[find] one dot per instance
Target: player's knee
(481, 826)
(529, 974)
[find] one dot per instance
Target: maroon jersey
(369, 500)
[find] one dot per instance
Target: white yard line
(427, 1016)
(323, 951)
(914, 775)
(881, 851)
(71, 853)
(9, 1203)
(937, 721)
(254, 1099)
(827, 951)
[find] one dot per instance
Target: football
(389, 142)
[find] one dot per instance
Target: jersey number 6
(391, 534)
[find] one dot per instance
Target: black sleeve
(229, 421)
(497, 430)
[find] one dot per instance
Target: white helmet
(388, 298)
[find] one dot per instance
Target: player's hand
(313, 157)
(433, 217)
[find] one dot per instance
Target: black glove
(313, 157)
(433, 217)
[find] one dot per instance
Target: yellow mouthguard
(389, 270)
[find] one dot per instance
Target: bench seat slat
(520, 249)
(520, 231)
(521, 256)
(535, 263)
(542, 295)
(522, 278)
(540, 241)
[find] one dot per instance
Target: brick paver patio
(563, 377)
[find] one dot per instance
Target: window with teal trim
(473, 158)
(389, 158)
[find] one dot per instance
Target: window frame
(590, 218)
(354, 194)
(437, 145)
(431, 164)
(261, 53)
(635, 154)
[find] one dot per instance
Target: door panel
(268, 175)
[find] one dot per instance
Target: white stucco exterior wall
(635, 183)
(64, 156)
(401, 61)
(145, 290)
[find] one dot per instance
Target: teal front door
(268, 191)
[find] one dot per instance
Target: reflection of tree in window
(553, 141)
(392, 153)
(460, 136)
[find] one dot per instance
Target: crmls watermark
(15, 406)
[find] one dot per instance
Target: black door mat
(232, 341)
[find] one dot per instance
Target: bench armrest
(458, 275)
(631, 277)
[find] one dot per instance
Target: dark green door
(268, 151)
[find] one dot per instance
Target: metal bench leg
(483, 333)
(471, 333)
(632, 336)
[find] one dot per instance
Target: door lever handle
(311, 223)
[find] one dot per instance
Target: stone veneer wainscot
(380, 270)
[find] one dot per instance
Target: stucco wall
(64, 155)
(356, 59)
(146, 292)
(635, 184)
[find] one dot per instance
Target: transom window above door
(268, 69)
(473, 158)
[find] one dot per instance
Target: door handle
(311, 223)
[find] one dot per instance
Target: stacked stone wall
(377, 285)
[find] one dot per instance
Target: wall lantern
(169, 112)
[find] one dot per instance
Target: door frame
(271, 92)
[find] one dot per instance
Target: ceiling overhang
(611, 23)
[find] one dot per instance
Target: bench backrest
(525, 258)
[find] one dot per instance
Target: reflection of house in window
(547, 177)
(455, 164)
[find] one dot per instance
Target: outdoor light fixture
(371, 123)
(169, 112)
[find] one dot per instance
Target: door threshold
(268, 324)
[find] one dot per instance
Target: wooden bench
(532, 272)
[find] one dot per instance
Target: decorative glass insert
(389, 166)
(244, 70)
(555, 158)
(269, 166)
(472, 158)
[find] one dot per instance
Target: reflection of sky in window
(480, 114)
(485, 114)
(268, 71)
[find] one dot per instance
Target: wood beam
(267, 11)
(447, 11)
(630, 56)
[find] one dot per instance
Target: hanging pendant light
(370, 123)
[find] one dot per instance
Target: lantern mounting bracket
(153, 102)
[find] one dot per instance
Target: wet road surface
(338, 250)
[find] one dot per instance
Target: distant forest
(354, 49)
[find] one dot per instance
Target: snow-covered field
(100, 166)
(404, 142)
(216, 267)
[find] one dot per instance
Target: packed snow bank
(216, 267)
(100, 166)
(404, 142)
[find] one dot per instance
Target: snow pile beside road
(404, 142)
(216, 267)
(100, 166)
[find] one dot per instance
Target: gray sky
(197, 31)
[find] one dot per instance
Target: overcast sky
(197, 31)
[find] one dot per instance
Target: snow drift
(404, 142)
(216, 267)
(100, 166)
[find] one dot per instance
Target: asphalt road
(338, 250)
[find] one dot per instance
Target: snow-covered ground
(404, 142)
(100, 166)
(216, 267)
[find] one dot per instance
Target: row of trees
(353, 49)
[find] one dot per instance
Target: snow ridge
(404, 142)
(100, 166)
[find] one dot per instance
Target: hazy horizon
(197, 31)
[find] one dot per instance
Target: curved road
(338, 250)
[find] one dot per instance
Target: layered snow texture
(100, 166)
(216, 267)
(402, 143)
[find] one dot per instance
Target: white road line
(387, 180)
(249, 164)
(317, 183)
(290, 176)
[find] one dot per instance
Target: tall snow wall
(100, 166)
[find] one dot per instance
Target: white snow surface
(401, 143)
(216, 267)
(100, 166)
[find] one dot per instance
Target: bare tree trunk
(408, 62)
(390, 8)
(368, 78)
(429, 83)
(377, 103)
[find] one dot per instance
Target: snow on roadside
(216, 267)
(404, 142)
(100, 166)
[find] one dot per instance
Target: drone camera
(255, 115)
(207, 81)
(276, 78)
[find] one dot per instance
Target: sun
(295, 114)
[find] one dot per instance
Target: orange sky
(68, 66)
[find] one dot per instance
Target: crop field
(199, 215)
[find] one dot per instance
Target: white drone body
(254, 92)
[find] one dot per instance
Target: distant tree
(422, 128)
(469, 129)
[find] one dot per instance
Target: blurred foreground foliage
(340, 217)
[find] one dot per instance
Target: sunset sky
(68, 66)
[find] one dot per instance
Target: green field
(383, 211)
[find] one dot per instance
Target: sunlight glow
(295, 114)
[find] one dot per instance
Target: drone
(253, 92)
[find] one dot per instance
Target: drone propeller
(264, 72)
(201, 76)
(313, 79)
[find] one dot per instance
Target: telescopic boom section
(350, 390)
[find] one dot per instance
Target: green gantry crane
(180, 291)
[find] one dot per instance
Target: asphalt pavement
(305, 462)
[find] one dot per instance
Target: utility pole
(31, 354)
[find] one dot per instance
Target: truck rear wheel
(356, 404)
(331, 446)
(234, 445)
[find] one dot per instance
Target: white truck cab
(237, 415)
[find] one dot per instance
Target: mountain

....

=== Task goal ===
Take the entries above and transcribe them in full.

=== Reply ===
[find] one dot per instance
Target: player's knee
(481, 826)
(529, 974)
[find] one dot per instance
Target: maroon jersey
(369, 500)
[find] one dot per instance
Target: white yard line
(427, 1016)
(323, 951)
(914, 775)
(881, 851)
(71, 853)
(9, 1203)
(937, 721)
(254, 1099)
(827, 951)
[find] one dot per instance
Target: football
(389, 142)
[find] one dot per instance
Target: jersey number 6
(391, 534)
[find] one dot per instance
Target: black sleeve
(229, 421)
(497, 430)
[find] one dot per instance
Target: white helmet
(388, 298)
[find] one dot per instance
Target: player's hand
(313, 157)
(433, 217)
[find] one dot per instance
Target: black glove
(313, 157)
(433, 217)
[find] one dot per instance
Target: yellow mouthguard
(389, 270)
[find] one dot per instance
Target: bench seat slat
(520, 249)
(520, 231)
(521, 256)
(535, 263)
(542, 295)
(522, 278)
(540, 241)
[find] one dot per instance
Target: brick paver patio
(563, 377)
[find] one dot per instance
Target: window with teal trim
(473, 158)
(389, 158)
[find] one dot per instance
Target: window frame
(590, 218)
(354, 194)
(437, 145)
(431, 164)
(261, 53)
(635, 154)
[find] one dot per instance
Target: door panel
(268, 175)
[find] one dot per instance
Target: white stucco exterior wall
(635, 183)
(64, 156)
(401, 61)
(145, 290)
[find] one dot per instance
Target: teal front door
(268, 191)
[find] one dot per instance
Target: reflection of tree in window
(553, 141)
(392, 153)
(460, 136)
[find] one dot per instance
Target: crmls watermark
(15, 406)
[find] one dot per instance
Target: black door mat
(232, 341)
[find] one dot per instance
Target: bench armrest
(458, 275)
(631, 277)
[find] one dot per instance
Target: dark green door
(268, 151)
[find] one dot per instance
Target: metal bench leg
(483, 333)
(471, 333)
(632, 336)
[find] one dot per instance
Target: door lever handle
(311, 223)
[find] one dot per instance
Target: stone veneer wainscot
(380, 270)
[find] one dot per instance
Target: stucco wall
(64, 155)
(356, 59)
(146, 292)
(635, 184)
[find] one dot per instance
Target: transom window above door
(268, 69)
(473, 158)
[find] one dot per instance
Target: door handle
(311, 223)
[find] one dot per instance
Target: stacked stone wall
(377, 285)
[find] one dot per instance
Target: wall lantern
(169, 112)
[find] one dot per instance
Target: door frame
(271, 92)
[find] one dot per instance
Target: ceiling overhang
(611, 23)
[find] one dot per instance
Target: bench backrest
(525, 258)
[find] one dot per instance
Target: reflection of house in window
(547, 177)
(455, 164)
[find] one dot per instance
Target: outdoor light fixture
(371, 123)
(169, 112)
[find] one dot per instance
Target: door threshold
(268, 324)
[find] one dot per instance
Target: wooden bench
(532, 272)
[find] one dot per instance
Target: decorative glass insert
(389, 166)
(244, 70)
(555, 158)
(269, 166)
(472, 158)
[find] one dot per instance
Target: reflection of sky in window
(480, 114)
(485, 114)
(268, 71)
[find] one dot per instance
Target: wood beam
(267, 11)
(447, 11)
(630, 56)
[find] one dot per instance
Target: hanging pendant light
(370, 123)
[find] one dot per instance
Target: lantern mounting bracket
(153, 102)
[find] one dot per instance
Target: wet road surface
(338, 250)
[find] one dot per instance
Target: distant forest
(354, 49)
[find] one dot per instance
Target: snow-covered field
(100, 166)
(404, 142)
(216, 267)
[find] one dot per instance
Target: packed snow bank
(216, 267)
(100, 166)
(404, 142)
[find] one dot per instance
Target: snow pile beside road
(404, 142)
(216, 267)
(100, 166)
[find] one dot per instance
Target: gray sky
(197, 31)
[find] one dot per instance
Target: overcast sky
(197, 31)
[find] one dot per instance
Target: snow drift
(404, 142)
(216, 267)
(100, 166)
[find] one dot per instance
Target: asphalt road
(338, 250)
[find] one dot per instance
Target: snow-covered ground
(404, 142)
(100, 166)
(216, 267)
[find] one dot per instance
Target: row of trees
(353, 49)
[find] one dot per instance
Target: snow ridge
(404, 142)
(100, 166)
[find] one dot per instance
Target: hazy horizon
(197, 31)
[find] one dot per instance
Target: curved road
(338, 250)
[find] one dot per instance
Target: layered snow texture
(100, 166)
(216, 267)
(402, 143)
[find] one dot per instance
Target: white road line
(387, 180)
(249, 164)
(317, 183)
(290, 176)
[find] one dot per instance
Target: tall snow wall
(100, 166)
[find] one dot per instance
Target: white snow surface
(401, 143)
(216, 267)
(100, 166)
[find] one dot per instance
Target: bare tree trunk
(408, 62)
(390, 8)
(368, 78)
(429, 83)
(377, 103)
[find] one dot per instance
Target: snow on roadside
(216, 267)
(404, 142)
(100, 166)
[find] one dot per instance
Target: drone camera
(255, 115)
(207, 81)
(276, 78)
[find] one dot per instance
Target: sun
(295, 114)
[find] one dot per instance
Target: orange sky
(68, 66)
[find] one dot per instance
Target: crop field
(199, 215)
[find] one dot per instance
Target: white drone body
(254, 92)
[find] one dot per instance
Target: distant tree
(422, 128)
(469, 129)
[find] one dot per instance
Target: blurred foreground foliage
(340, 217)
[find] one dot per instance
Target: sunset sky
(68, 66)
[find] one dot per instance
Target: green field
(383, 211)
[find] one dot per instance
Target: sunlight glow
(295, 114)
[find] one dot per instance
Target: drone
(253, 92)
[find] one dot per instance
Target: drone propeller
(264, 72)
(201, 76)
(313, 79)
[find] one dot per instance
Target: telescopic boom section
(350, 390)
[find] one dot per instance
Target: green gantry crane
(180, 291)
[find] one dot per instance
Target: asphalt pavement
(305, 462)
[find] one dot per instance
Target: utility pole
(31, 354)
[find] one dot per instance
Target: truck rear wheel
(356, 404)
(331, 446)
(234, 445)
[find] one dot per instance
Target: white truck cab
(237, 415)
[find] one dot per instance
Target: mountain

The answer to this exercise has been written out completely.